• [WHAT YOU WILL DO]
Report, copied in full, every line of the records below that contains the string "handle".

Start of SOURCE RECORDS

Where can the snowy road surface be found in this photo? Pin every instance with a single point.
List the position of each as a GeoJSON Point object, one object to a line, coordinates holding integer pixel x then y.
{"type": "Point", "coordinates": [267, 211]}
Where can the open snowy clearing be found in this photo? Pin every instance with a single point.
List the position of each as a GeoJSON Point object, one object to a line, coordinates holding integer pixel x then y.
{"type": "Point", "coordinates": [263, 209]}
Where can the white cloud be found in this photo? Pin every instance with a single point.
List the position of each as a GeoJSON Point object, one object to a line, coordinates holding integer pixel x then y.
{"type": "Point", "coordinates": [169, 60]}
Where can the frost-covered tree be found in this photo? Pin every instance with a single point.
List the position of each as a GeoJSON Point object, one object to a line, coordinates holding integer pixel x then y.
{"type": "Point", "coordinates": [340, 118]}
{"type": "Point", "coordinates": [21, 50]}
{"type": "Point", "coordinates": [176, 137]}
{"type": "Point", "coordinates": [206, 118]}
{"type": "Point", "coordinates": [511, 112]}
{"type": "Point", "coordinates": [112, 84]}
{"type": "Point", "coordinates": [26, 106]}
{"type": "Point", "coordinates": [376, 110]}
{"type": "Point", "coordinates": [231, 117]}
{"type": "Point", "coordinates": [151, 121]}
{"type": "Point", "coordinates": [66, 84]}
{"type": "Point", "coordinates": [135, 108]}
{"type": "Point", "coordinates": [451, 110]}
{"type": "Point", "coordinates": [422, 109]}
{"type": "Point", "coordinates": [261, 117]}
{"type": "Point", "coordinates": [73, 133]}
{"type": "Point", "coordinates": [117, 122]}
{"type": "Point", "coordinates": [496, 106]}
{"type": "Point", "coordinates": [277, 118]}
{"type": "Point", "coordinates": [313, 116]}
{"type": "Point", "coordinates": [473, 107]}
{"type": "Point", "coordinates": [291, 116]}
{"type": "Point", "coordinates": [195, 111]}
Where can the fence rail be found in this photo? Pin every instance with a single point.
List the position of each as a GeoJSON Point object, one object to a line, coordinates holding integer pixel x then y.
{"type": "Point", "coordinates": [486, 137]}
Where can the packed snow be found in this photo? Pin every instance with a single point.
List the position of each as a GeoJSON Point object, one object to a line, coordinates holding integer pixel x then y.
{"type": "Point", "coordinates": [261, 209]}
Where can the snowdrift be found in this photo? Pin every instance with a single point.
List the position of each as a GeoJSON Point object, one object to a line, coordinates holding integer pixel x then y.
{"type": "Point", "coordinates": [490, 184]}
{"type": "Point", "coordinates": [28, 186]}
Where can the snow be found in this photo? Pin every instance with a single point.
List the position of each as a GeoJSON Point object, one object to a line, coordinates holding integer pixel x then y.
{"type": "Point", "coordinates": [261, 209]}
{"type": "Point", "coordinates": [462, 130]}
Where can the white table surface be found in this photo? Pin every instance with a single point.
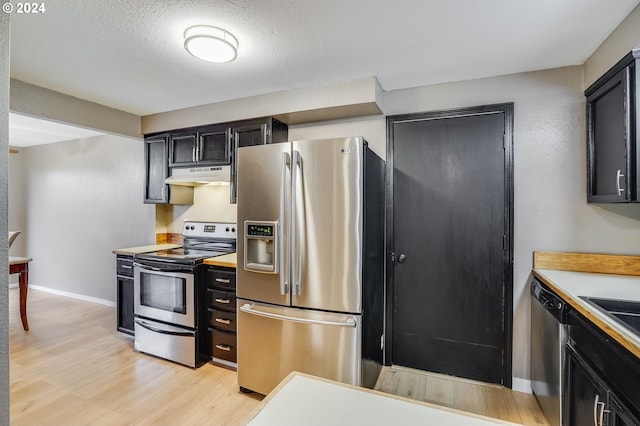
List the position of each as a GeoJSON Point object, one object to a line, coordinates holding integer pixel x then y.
{"type": "Point", "coordinates": [309, 401]}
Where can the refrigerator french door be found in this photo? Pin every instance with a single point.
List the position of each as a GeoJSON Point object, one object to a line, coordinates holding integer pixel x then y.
{"type": "Point", "coordinates": [310, 259]}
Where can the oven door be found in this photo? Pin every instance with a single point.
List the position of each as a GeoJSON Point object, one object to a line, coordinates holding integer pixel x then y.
{"type": "Point", "coordinates": [165, 293]}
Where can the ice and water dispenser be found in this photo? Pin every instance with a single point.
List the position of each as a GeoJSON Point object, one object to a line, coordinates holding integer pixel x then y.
{"type": "Point", "coordinates": [261, 247]}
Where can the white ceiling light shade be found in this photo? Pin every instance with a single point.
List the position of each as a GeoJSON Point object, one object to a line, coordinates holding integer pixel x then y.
{"type": "Point", "coordinates": [211, 44]}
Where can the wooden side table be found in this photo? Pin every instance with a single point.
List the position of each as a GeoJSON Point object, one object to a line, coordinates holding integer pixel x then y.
{"type": "Point", "coordinates": [20, 265]}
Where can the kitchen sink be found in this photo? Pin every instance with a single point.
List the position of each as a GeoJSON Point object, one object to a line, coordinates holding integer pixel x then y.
{"type": "Point", "coordinates": [625, 312]}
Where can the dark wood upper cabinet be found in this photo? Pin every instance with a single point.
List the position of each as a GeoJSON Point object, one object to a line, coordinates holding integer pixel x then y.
{"type": "Point", "coordinates": [156, 158]}
{"type": "Point", "coordinates": [612, 134]}
{"type": "Point", "coordinates": [214, 146]}
{"type": "Point", "coordinates": [210, 145]}
{"type": "Point", "coordinates": [254, 132]}
{"type": "Point", "coordinates": [156, 169]}
{"type": "Point", "coordinates": [204, 146]}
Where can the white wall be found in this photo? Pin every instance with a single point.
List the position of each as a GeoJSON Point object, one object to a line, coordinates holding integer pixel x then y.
{"type": "Point", "coordinates": [17, 199]}
{"type": "Point", "coordinates": [83, 199]}
{"type": "Point", "coordinates": [4, 267]}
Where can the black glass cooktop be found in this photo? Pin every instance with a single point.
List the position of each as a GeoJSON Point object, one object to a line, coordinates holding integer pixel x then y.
{"type": "Point", "coordinates": [180, 255]}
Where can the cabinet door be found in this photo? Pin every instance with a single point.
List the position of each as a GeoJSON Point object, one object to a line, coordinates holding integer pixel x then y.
{"type": "Point", "coordinates": [182, 149]}
{"type": "Point", "coordinates": [214, 146]}
{"type": "Point", "coordinates": [619, 414]}
{"type": "Point", "coordinates": [125, 305]}
{"type": "Point", "coordinates": [255, 134]}
{"type": "Point", "coordinates": [587, 397]}
{"type": "Point", "coordinates": [156, 170]}
{"type": "Point", "coordinates": [608, 121]}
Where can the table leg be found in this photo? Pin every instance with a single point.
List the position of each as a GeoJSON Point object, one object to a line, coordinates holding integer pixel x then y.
{"type": "Point", "coordinates": [24, 286]}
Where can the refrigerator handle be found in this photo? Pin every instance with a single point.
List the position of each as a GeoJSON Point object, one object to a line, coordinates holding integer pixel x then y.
{"type": "Point", "coordinates": [250, 309]}
{"type": "Point", "coordinates": [296, 258]}
{"type": "Point", "coordinates": [284, 271]}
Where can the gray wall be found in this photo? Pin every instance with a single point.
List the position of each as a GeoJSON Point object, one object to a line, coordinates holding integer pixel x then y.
{"type": "Point", "coordinates": [83, 199]}
{"type": "Point", "coordinates": [551, 212]}
{"type": "Point", "coordinates": [4, 271]}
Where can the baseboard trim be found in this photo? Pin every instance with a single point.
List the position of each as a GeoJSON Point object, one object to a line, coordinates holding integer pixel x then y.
{"type": "Point", "coordinates": [521, 385]}
{"type": "Point", "coordinates": [74, 295]}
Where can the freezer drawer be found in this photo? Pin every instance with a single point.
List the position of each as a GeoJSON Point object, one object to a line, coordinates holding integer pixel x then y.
{"type": "Point", "coordinates": [274, 341]}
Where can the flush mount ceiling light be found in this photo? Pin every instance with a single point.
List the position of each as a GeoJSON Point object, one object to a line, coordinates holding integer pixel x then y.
{"type": "Point", "coordinates": [211, 44]}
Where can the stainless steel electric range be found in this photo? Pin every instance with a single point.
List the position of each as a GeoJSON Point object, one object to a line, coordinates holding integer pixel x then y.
{"type": "Point", "coordinates": [168, 289]}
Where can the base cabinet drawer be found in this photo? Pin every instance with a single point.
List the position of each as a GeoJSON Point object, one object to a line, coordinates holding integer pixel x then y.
{"type": "Point", "coordinates": [221, 299]}
{"type": "Point", "coordinates": [223, 345]}
{"type": "Point", "coordinates": [222, 320]}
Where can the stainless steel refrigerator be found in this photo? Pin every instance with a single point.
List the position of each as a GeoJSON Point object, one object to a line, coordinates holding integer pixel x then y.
{"type": "Point", "coordinates": [310, 272]}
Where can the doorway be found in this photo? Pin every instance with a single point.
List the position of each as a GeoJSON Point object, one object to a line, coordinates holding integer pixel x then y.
{"type": "Point", "coordinates": [450, 234]}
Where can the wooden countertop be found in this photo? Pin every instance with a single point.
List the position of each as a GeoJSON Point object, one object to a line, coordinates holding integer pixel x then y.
{"type": "Point", "coordinates": [565, 278]}
{"type": "Point", "coordinates": [145, 249]}
{"type": "Point", "coordinates": [226, 260]}
{"type": "Point", "coordinates": [307, 400]}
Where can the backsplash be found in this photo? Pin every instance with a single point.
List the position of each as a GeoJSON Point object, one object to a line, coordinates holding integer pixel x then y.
{"type": "Point", "coordinates": [210, 203]}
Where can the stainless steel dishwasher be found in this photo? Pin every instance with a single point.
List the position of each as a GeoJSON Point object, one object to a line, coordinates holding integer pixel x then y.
{"type": "Point", "coordinates": [549, 335]}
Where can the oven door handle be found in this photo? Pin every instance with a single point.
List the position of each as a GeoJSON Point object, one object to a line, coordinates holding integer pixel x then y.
{"type": "Point", "coordinates": [143, 324]}
{"type": "Point", "coordinates": [154, 268]}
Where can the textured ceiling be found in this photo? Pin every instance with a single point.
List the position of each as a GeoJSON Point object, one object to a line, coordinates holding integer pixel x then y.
{"type": "Point", "coordinates": [129, 55]}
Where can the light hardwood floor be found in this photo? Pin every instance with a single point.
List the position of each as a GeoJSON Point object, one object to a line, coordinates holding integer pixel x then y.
{"type": "Point", "coordinates": [73, 368]}
{"type": "Point", "coordinates": [461, 394]}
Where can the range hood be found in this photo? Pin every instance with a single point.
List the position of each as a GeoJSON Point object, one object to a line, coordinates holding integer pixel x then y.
{"type": "Point", "coordinates": [195, 176]}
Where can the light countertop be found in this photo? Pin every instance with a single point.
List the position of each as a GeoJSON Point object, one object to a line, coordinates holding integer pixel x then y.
{"type": "Point", "coordinates": [145, 249]}
{"type": "Point", "coordinates": [226, 260]}
{"type": "Point", "coordinates": [307, 400]}
{"type": "Point", "coordinates": [571, 285]}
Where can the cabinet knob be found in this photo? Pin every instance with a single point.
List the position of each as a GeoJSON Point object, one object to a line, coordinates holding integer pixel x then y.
{"type": "Point", "coordinates": [618, 176]}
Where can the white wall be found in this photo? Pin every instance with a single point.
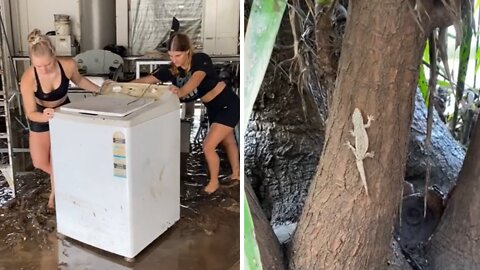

End of SOURCE RECORDS

• [EXPECTED OUTPUT]
Where can the refrigerator handle be found in this photo? Pin every instance with a single point.
Where can the oven door handle be found in this photo? Pin every instance with a single point.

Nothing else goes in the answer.